YOUR INSTRUCTIONS:
Switch "thickest part" to "widest part" in every item below, keeping all other text as it is.

EXERCISE DATA:
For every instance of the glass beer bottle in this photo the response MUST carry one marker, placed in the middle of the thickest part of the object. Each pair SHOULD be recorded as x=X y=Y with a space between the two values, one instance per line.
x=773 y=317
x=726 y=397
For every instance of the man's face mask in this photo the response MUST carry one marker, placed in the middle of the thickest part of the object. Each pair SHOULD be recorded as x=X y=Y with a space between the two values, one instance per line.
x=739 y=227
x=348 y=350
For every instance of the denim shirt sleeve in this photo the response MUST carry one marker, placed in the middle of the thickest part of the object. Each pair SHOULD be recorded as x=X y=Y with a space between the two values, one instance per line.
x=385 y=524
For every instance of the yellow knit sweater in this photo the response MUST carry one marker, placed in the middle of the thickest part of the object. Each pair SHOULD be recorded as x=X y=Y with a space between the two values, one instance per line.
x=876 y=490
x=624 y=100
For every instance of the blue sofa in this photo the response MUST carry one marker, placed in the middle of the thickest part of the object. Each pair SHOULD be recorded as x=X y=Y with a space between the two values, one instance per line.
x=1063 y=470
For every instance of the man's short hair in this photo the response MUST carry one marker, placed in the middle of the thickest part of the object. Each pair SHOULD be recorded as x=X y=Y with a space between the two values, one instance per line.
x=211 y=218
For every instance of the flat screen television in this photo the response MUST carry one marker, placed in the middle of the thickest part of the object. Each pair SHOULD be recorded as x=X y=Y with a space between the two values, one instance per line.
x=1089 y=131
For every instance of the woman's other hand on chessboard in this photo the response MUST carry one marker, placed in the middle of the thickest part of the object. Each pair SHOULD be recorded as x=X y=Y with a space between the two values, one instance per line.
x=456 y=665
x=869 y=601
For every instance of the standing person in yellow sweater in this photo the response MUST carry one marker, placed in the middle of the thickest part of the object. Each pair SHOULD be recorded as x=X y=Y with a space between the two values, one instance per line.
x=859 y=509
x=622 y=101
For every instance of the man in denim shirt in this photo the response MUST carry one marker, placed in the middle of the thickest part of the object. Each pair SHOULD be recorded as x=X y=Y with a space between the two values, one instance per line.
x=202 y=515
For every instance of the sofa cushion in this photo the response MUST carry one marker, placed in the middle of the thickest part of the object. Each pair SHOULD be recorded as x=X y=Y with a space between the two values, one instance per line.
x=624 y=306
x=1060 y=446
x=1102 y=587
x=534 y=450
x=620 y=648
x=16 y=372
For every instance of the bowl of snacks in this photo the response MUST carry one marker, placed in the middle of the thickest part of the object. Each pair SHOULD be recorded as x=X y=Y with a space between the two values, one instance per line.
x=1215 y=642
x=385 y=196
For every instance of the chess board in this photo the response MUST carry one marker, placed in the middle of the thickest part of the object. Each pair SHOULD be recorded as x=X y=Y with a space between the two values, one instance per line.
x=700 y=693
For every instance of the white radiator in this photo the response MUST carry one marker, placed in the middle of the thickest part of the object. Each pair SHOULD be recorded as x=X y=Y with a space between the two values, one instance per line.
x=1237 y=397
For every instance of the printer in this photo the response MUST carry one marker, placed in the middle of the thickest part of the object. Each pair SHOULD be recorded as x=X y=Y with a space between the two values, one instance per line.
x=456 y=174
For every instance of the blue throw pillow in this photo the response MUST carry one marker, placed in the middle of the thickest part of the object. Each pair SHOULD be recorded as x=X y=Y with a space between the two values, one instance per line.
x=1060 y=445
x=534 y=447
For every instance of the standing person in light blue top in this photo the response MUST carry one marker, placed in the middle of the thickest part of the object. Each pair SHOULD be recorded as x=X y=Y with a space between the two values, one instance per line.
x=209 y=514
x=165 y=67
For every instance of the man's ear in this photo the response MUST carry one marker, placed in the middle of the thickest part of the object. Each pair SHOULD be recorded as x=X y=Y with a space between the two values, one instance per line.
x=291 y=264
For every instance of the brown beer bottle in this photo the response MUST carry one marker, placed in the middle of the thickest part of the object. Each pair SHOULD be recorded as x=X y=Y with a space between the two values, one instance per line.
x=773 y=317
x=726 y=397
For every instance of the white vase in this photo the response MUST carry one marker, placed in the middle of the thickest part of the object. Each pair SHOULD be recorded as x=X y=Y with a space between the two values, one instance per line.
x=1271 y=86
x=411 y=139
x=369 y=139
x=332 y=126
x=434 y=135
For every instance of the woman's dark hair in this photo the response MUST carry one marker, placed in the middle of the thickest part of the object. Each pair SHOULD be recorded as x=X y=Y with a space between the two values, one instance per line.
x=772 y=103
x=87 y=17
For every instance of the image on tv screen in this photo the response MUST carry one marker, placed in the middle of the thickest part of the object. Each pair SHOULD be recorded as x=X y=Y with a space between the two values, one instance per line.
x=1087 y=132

RESULT FOR THIS EXERCISE:
For every instance of the glass beer bottle in this photo the response MUST carry one marker, placed in the middle of the widest part of the object. Each pair SHOULD be recorded as x=X y=Y with a space between the two values, one instance per line.
x=773 y=317
x=726 y=397
For every instance of the man's face mask in this photo the response MUST carry one marker, placed in the middle of the widest part of the object. Each pair SHOULD be recorded as x=X y=Y with a space between the two values, one instance per line.
x=739 y=227
x=348 y=350
For every instance of the denim shirt sleeve in this photo the response MUST carry one marker, placed in the middle of the widest part of the object. Each pair SHOULD be recorded as x=X y=Y with a space between the two values, one instance per line.
x=385 y=524
For every instance of the yellow knit sweater in this photo the response MUST carry one marker, placed in the middle of the widest part of the object. Each pair SHOULD be recorded as x=X y=Y with a space between the two values, one instance per line.
x=876 y=490
x=624 y=100
For every instance of the blue sofa in this photo the response MUST carry one marker, placed in the middle of the widest part of the object. Each pair SHOULD be recorded as x=X y=Y with a space between the two values, one instance per line.
x=1063 y=470
For every instance of the man's short hair in this photo the response MUST carry one marker, placed in the middle of the widest part of the object. Each pair SHOULD be recorded as x=X y=Y with a space between the two values, one instance per line.
x=211 y=218
For every instance of the flat screen television in this photo the response MUST carry one marker, placed in the middle of the widest part of the object. Each pair SHOULD be recorded as x=X y=Y with a space between the two values, one instance per line.
x=1089 y=131
For every instance of the woman's other hand on chessboard in this photo the response MUST carry one marker, placed in the middle of the widest part of the object. Each pair SHOULD be recorded as x=X y=Y with a space between the two values, one instance per line.
x=456 y=665
x=869 y=601
For every instance of the standing person in yellow sweater in this photo the response MUST carry one marker, placed in the middle of the widest part of the object. Each pair SHOULD be recorded as x=X y=Y with a space between the two values, one instance per line.
x=859 y=509
x=622 y=101
For every instance of the man in denim shirt in this photo the response MUST carry one marker, placed in the middle of the widest part of the object. Each pair SHOULD be recorded as x=X y=Y with a space between the two values, one instance per line.
x=202 y=515
For every instance of the sofa cushion in this photo the response MUST carry one marker, placed in the middle of the widest part of the object. Each pair SHOULD be recorded as x=X y=Y with a space between the two values, one instance per line.
x=624 y=306
x=1060 y=446
x=1102 y=587
x=534 y=450
x=620 y=648
x=16 y=372
For every instance of the bowl of snacks in this photo the response MUST carry one marker, placed in the middle of the widest part of the object. Each pair SHOULD be recorded as x=X y=Y with a space between the two values, one instance per line.
x=1215 y=642
x=385 y=196
For every instance of the chess board in this photo the response MUST carry one marker, placed in the middle of the widest part of the object. Each pair SHOULD be recorded as x=X y=Y with a space between the two values, one instance per line.
x=700 y=693
For every instance of the white radiator in this photo the response MUST carry one marker, placed in the middle of the widest part of the object. Each pair SHOULD be recorded as x=X y=Y with a space between the two values, one instance per line.
x=1237 y=397
For every instance of the printer in this photo the response MUST carry one marker, placed in the middle of the widest part of the object. Each pair SHOULD be recorded as x=X y=Y with a space between the two values, one instance per line.
x=456 y=174
For every instance of the blue throw pillow in this photo the response MUST carry one marker, placed in the middle of the widest part of the object. Each pair SHOULD be recorded as x=X y=Y with a space between the two values, one instance per line.
x=1060 y=445
x=534 y=447
For every instance of the standing person in light blue top in this photo the response MUST carry one marker, placed in the middle of the widest part of the object. Each pair SHOULD be recorded as x=X y=Y with a space between the two values, one instance per line.
x=209 y=514
x=165 y=67
For every instance of the man's ear in this photo the response MUST carry one marker, placed in the middle of the widest part of the object. Each pair SHOULD be recorded as x=X y=Y with a space between the two values, one instance per line.
x=291 y=264
For every instance of the brown beer bottle in this photo the response MUST carry one marker, placed in the middle of the widest part of the object. Each pair SHOULD be recorded as x=X y=Y with a space between the two values, one instance per line.
x=773 y=317
x=726 y=397
For every instance of the white vase in this photo the response MUST carry one marker, placed in the middle of the widest part of the object. Each pair SHOULD be recorded as x=X y=Y with a space between the two values, one instance per line.
x=1271 y=86
x=411 y=139
x=369 y=139
x=332 y=126
x=434 y=135
For every instance of the woman's dark hair in this photo the response MUST carry one marker, placed in the middle of the widest part of the object. Each pair SHOULD be recorded as x=X y=Y with a space between the two values, one instance per line.
x=772 y=103
x=87 y=17
For every instance of the image on tv screen in this photo the response MUST carry one marker, placed in the middle of the widest part of the object. Each pair SHOULD be recorded as x=X y=Y with a space between the two values, one instance per line.
x=1087 y=132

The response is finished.